WHAT IS ASKED - Copy each item below, substituting "sofa back cushion" for every occurrence of "couch backrest cushion" and changing nothing else.

╔══

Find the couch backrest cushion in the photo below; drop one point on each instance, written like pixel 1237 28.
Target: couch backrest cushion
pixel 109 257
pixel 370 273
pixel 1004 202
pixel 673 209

╚══

TASK ANSWER -
Find the sofa back cushion in the photo below; drop one point on each instance, written like pixel 1237 28.
Target: sofa back cushion
pixel 109 257
pixel 370 273
pixel 1004 202
pixel 673 209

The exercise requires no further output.